BEGIN ROWS

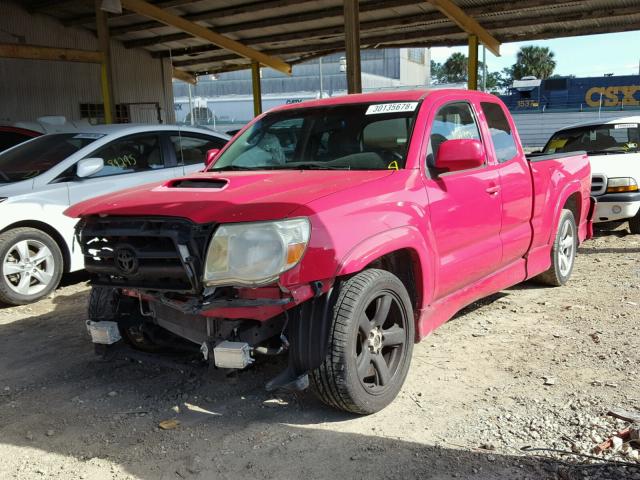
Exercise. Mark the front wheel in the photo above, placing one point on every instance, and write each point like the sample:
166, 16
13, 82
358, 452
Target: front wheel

END ROWS

_STATED EXERCISE_:
Turn every line of the rows above into a JSON list of strings, one string per line, with blank lines skipped and the pictures left out.

_SOLUTION TO THIS TASK_:
[
  "Exercise. Mark the front wheel in the photo above, placing one point on every instance, and write each point like the sample:",
  "166, 16",
  "13, 82",
  "358, 452",
  "Target: front wheel"
]